### Estratto fornito
════
Sentenza Sentenza Cassazione Civile n. 3581 del 14/02/2011

Cassazione civile sez. I, 14/02/2011, (ud. 11/01/2011, dep. 14/02/2011), n.3581

LA CORTE SUPREMA DI CASSAZIONE

SEZIONE PRIMA CIVILE

Composta dagli Ill.mi Sigg.ri Magistrati:

Dott. PROTO Vincenzo – Presidente –

Dott. DI PALMA Salvatore – rel. Consigliere –

Dott. ZANICHELLI Vittorio – Consigliere –

Dott. DIDONE Antonio – Consigliere –

Dott. CRISTIANO Magda – Consigliere –

ha pronunciato la seguente:

sentenza

sul ricorso 19708-2005 proposto da:

T.R. (c.f. (OMISSIS)), nella qualità di

titolare dell’omonima ditta, elettivamente domiciliato in ROMA, VIA

DEL CORSO 75, presso l’avvocato CALZETTA GIANCARLO, che lo

rappresenta e difende, giusta procura in calce al ricorso;

– ricorrente –

contro

CURATELA DEL FALLIMENTO DI B.P. (C.F.

(OMISSIS)), in persona del Curatore Avv. S.E.,

elettivamente domiciliato in ROMA, VIA CARLO POMA 2 – SC. B – INT. 6,

presso l’avvocato LEONARDI MASSIMO, che lo rappresenta e difende,

giusta procura in calce al controricorso;

– controricorrente –

avverso la sentenza n. 4346/2004 della CORTE D’APPELLO di ROMA,

depositata il 11/10/2004;

udita la relazione della causa svolta nella pubblica udienza del

11/01/2011 dal Consigliere Dott. SALVATORE DI PALMA;

udito, per il ricorrente, l’Avvocato FONSI GIANLUCA, per delega, che

ha chiesto l’accoglimento del ricorso;

udito il P.M., in persona del Sostituto Procuratore Generale Dott.

RUSSO Rosario Giovanni che ha concluso per l’inammissibilità del

primo e secondo motivo, rigetto del terzo, con condanna alle spese.

Fatto

SVOLGIMENTO DEL PROCESSO

1. – Con citazione del 19 settembre 2000, il Fallimento di B.P., titolare dell’omonima impresa, convenne dinanzi al Tribunale di Rieti T.R., quale titolare dell’omonima impresa, esponendo che: a) l’impresa del B. era stata ammessa alla procedura di concordato preventivo con decreto del Tribunale di Rieti del 22 dicembre 1992, omologato in data 21-30 giugno 1993; b) successivamente, con sentenza n. 46/95 del 13 ottobre 1995, lo stesso Tribunale, dichiarata la risoluzione del concordato preventivo per totale inadempimento dello stesso, aveva contestualmente dichiarato il fallimento del B..

Tanto esposto, il Fallimento chiese, ai sensi dell’art. 67 Legge Fallimentare, la revoca: a) dei dieci pagamenti – per l’importo di Euro 43.294,60 – eseguiti dal fallito al T. nel periodo dal 15 marzo 1993 al 23 settembre 1995, a fronte di forniture asserite insussistenti o di valore inferiore; b) delle cessioni di merci in pagamento – per l’importo di Euro 18.517,60 – eseguite dal fallito al T. nel periodo dall’11 settembre 1993 al 7 agosto 1995, a fronte di sette fatture (una del 1993, una del 1994 e cinque del 1995), cessioni da considerarsi mezzo anomalo di pagamento. Il Fallimento aggiunse che lo stato di dissesto del B. era facilmente desumibile dalla pendenza di numerose procedure esecutive mobiliari ed immobiliari, dall’emissione di decreti ingiuntivi e dall’avvenuto protesto di titoli di credito.
════
### Dettagli del compito
In base alla sentenza, risponda alle seguenti domande.
(a) Chi presiedeva il collegio giudicante?
(b) A quale importo ammontavano i dieci pagamenti di cui il Fallimento ha chiesto la revoca?
(c) Con decreto di quale data l'impresa del B. fu ammessa alla procedura di concordato preventivo?
Il materiale non ha alcun ruolo in questa attività.

### Dati forniti
════
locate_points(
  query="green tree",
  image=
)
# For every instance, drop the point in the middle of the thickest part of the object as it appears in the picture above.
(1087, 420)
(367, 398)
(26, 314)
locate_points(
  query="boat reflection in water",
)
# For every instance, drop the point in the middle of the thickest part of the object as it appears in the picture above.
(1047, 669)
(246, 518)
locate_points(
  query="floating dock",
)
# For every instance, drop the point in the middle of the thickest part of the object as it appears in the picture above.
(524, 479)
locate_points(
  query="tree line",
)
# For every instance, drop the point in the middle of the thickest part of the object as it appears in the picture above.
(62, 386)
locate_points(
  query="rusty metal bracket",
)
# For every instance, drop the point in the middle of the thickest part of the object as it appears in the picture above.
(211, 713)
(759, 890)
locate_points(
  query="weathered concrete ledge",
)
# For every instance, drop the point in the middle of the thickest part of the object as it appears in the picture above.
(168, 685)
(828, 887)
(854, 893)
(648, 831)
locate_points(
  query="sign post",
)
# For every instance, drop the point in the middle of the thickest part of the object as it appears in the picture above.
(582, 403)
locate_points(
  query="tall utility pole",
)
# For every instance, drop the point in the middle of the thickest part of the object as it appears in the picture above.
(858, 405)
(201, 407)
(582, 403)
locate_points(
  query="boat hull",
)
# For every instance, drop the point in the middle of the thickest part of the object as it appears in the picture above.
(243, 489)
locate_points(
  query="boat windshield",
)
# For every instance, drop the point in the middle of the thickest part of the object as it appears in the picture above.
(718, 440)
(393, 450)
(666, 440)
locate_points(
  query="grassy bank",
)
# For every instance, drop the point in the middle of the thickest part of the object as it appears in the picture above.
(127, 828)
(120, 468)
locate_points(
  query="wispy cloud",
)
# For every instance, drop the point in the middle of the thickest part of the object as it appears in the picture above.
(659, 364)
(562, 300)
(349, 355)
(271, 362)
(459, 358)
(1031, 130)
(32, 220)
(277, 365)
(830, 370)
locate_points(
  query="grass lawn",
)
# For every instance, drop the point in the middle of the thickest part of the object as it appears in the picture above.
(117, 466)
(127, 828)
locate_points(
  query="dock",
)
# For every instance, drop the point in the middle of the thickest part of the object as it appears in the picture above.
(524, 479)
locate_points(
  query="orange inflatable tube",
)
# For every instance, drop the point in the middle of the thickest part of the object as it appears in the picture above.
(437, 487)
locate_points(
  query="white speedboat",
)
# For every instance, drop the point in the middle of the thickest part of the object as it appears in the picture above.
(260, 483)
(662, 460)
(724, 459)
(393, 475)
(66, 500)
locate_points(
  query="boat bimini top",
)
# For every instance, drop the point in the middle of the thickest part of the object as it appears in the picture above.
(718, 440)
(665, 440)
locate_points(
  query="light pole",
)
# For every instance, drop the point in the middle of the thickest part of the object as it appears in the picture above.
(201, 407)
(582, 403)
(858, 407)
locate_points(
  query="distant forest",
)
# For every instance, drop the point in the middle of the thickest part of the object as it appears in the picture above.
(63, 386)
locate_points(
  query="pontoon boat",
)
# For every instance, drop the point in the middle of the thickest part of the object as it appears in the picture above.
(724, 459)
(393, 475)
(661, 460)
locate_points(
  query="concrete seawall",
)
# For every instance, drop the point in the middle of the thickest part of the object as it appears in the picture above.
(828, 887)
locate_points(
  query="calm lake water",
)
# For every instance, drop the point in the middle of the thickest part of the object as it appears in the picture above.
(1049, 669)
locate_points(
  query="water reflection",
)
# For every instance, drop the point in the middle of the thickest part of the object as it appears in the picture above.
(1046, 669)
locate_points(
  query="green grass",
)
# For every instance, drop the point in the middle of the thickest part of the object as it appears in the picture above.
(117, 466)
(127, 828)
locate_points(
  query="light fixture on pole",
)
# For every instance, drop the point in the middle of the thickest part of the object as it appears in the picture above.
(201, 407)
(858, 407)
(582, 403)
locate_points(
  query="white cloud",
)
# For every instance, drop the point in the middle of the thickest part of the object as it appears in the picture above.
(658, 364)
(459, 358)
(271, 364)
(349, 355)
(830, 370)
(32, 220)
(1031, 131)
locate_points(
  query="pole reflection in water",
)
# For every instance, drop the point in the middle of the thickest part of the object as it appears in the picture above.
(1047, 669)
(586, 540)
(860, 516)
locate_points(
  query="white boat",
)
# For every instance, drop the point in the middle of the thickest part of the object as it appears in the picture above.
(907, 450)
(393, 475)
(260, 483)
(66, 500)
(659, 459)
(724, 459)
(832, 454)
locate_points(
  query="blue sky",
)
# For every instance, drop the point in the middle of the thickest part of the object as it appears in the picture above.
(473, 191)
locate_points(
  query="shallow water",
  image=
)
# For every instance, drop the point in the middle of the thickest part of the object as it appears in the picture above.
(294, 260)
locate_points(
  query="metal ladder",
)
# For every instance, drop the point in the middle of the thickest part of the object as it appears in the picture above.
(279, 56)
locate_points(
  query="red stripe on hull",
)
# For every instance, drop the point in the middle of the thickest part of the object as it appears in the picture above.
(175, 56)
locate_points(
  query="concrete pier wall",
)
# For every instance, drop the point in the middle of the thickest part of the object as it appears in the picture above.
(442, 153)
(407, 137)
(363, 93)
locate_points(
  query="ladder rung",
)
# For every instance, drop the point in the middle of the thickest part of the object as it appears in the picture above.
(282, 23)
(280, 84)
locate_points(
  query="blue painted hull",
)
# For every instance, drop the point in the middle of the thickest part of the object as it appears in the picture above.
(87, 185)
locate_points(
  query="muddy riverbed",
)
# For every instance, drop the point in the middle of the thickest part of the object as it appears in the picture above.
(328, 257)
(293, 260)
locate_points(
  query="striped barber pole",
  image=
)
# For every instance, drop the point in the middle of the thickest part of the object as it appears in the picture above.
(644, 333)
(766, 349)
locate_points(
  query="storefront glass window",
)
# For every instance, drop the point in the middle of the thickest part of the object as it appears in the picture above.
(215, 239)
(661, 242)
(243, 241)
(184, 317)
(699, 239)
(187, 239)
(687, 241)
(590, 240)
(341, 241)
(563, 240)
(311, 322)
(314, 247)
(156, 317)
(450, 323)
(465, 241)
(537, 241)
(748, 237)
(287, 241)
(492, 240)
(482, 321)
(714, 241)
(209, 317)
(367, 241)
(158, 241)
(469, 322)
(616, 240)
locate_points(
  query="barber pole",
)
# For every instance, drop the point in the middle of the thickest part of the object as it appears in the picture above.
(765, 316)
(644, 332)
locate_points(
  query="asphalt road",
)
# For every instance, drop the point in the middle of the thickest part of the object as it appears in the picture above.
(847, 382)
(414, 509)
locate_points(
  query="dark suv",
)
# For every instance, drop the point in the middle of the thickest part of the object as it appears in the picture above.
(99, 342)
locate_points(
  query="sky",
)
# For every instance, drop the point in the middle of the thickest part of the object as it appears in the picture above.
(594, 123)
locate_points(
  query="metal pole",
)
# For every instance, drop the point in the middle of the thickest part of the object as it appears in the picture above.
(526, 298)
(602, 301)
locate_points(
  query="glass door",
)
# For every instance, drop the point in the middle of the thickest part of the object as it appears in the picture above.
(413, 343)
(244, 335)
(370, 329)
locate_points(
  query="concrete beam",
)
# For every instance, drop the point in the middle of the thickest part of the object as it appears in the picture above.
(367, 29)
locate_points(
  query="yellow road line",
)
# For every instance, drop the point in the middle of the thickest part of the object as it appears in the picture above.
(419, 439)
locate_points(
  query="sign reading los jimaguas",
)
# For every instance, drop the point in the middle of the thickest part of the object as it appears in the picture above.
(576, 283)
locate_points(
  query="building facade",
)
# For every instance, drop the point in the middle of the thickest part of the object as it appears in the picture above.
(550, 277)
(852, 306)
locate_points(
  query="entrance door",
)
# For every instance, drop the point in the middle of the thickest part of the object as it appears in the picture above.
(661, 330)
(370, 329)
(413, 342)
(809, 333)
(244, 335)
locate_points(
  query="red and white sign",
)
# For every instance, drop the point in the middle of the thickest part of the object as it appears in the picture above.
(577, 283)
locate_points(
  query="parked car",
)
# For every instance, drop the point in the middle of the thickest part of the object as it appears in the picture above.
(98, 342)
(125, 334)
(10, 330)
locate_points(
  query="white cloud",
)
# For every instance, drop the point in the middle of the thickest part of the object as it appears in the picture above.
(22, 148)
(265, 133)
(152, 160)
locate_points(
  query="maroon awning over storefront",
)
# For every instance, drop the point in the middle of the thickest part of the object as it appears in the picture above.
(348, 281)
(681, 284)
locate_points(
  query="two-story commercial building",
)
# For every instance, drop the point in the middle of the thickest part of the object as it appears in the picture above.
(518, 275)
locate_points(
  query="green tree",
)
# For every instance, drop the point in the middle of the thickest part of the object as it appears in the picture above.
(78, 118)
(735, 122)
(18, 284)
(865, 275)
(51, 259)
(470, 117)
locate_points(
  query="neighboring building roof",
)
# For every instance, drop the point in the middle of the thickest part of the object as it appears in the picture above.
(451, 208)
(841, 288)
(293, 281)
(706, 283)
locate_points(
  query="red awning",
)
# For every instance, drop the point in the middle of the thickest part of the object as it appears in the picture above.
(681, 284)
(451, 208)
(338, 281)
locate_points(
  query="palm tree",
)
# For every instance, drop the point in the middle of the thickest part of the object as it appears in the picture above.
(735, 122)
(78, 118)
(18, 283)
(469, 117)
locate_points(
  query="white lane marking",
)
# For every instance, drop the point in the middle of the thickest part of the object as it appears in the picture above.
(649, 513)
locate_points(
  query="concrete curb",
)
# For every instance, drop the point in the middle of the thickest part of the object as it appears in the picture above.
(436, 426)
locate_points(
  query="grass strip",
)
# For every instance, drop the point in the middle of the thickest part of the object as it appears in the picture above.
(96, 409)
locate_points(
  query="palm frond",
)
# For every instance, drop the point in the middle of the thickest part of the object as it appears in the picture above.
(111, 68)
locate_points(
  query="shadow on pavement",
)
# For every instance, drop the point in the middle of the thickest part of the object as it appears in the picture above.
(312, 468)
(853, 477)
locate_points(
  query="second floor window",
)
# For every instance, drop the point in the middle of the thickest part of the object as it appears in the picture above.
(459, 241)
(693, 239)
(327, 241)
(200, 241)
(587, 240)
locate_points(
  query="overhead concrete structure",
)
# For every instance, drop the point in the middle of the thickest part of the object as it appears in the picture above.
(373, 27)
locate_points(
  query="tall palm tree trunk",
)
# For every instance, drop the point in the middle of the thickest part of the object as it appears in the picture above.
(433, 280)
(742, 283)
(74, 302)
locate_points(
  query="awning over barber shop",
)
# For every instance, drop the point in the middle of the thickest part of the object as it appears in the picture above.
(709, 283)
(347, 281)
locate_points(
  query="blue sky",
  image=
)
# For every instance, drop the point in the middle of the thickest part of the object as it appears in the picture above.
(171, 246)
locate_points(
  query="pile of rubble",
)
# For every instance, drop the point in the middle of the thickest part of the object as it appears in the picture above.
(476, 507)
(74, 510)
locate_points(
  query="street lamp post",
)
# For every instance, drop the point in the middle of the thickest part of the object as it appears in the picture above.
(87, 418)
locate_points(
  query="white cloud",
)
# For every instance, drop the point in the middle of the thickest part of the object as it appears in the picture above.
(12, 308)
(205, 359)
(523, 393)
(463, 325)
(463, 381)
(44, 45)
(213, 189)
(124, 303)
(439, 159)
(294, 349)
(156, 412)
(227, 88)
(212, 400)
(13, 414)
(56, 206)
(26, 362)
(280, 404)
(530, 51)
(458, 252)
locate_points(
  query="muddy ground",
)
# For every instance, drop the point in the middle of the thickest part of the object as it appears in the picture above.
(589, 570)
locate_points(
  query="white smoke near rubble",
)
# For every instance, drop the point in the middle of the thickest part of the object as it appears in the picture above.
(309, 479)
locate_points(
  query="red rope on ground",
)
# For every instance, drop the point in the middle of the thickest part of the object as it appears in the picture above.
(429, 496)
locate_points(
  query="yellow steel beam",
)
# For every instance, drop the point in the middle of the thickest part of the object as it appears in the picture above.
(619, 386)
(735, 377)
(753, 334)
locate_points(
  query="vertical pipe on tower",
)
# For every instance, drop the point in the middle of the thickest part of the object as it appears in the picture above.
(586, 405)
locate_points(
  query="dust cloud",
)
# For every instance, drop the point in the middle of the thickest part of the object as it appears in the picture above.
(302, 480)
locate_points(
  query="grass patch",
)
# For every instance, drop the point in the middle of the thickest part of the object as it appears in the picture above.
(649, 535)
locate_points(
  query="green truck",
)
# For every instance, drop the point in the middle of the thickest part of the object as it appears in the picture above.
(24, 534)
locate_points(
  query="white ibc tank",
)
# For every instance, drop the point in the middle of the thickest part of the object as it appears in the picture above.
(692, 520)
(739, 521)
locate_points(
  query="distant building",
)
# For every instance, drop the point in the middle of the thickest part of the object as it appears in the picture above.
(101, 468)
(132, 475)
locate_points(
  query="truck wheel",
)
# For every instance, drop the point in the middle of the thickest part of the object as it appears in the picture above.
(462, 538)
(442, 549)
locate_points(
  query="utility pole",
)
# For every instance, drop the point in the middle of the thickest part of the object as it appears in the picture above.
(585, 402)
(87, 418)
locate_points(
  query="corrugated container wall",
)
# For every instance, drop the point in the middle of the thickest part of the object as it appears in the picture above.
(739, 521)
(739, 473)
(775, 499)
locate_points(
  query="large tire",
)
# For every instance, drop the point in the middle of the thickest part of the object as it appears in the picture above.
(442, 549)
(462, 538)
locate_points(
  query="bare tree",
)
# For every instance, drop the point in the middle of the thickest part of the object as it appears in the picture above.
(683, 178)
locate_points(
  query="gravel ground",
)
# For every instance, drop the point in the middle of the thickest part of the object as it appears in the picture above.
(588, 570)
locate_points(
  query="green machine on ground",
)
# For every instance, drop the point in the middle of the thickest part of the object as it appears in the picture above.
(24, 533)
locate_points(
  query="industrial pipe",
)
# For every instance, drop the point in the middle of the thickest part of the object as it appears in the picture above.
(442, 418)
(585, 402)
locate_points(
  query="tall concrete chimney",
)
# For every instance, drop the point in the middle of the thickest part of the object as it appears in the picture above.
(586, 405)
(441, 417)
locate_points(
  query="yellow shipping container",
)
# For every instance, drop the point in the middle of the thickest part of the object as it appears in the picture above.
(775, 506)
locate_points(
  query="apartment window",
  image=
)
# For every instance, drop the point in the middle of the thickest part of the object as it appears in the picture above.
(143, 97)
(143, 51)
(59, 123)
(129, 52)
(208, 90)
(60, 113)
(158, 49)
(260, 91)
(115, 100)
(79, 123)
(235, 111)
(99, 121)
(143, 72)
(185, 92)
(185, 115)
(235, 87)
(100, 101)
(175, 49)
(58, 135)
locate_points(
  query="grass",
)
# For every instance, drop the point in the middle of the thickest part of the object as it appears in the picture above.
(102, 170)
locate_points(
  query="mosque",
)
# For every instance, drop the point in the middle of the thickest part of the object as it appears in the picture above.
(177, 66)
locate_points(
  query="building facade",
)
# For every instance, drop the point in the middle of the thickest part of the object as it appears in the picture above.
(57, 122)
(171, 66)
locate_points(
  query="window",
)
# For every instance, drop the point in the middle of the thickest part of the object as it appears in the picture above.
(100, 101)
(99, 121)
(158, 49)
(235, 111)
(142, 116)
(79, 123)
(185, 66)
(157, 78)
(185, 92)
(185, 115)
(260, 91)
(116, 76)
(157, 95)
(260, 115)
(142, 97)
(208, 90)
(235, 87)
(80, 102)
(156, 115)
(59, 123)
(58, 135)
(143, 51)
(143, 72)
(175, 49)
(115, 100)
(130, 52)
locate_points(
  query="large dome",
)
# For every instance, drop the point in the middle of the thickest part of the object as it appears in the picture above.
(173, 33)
════
### Esito del compito
(a) Il Dott. Vincenzo Proto.
(b) Euro 43.294,60.
(c) 22 dicembre 1992.